» What you have to do
Without any alteration, retype the records that appear below.

+++

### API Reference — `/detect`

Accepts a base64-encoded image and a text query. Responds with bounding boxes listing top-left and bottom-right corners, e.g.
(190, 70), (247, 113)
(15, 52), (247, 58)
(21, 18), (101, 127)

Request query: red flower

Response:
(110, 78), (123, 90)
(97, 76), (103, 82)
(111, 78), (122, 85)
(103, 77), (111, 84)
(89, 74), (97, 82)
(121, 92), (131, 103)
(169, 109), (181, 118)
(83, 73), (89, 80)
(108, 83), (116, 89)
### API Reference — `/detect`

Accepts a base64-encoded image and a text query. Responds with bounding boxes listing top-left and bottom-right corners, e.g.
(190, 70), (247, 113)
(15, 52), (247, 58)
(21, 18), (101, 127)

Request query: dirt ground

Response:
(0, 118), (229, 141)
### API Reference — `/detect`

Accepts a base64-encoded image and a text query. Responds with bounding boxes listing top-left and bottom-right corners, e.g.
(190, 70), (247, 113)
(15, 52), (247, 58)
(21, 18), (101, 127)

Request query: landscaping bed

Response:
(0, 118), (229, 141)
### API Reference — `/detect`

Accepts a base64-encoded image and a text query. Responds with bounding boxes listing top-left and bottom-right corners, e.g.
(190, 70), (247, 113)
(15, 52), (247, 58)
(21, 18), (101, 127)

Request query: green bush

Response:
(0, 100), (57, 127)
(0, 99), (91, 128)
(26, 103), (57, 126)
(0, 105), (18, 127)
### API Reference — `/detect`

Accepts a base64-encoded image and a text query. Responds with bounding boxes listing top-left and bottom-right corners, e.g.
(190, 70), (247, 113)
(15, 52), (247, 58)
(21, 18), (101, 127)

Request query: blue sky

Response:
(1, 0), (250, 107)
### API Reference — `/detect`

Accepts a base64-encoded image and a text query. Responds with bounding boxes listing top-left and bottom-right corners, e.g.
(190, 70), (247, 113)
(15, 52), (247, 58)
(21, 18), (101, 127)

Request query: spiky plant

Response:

+++

» Written response
### API Reference — `/detect`

Accepts a base64-encoded image and a text query. Responds with bounding boxes listing top-left and bottom-right corners, e.g.
(190, 70), (247, 113)
(15, 52), (247, 58)
(21, 18), (101, 127)

Request query: red flower

Response:
(110, 78), (123, 90)
(97, 76), (103, 82)
(111, 78), (122, 85)
(103, 77), (111, 84)
(89, 74), (97, 82)
(121, 92), (131, 103)
(169, 109), (181, 118)
(83, 73), (89, 80)
(108, 83), (116, 89)
### API Reference — `/detect`

Accepts a base64-encoded image and a text query. Responds with bounding boxes listing top-left and bottom-right corners, e.g.
(190, 70), (247, 113)
(15, 52), (247, 58)
(21, 18), (101, 127)

Request query: dirt ground

Response:
(0, 118), (229, 141)
### API Reference — `/detect`

Accepts a base64-encoded image and a text query. Responds with bounding boxes listing top-left and bottom-right corners, e.g.
(190, 70), (247, 113)
(15, 52), (247, 58)
(21, 18), (101, 127)

Request query: landscaping bed

Response:
(0, 118), (229, 141)
### API Reference — `/detect`

Accepts a base64-encoded image and a text query. Responds with bounding boxes listing top-left and bottom-right corners, e.g.
(190, 70), (247, 113)
(15, 52), (247, 58)
(21, 18), (101, 127)

Request query: green bush

Response:
(0, 100), (57, 127)
(0, 99), (91, 128)
(26, 103), (57, 126)
(0, 105), (18, 127)
### API Reference — `/detect`

Accepts a base64-encoded image and a text query. Responds with bounding boxes listing top-left and bottom-right corners, e.g.
(190, 70), (247, 113)
(15, 52), (247, 58)
(21, 18), (101, 127)

Request query: blue sky

Response:
(1, 0), (250, 107)
### API Reference — `/detect`

Accepts a base64-encoded image and a text query. Responds with bounding boxes listing top-left and bottom-right corners, e.g.
(190, 70), (247, 113)
(15, 52), (247, 58)
(21, 18), (101, 127)

Request query: spiky plant

Response:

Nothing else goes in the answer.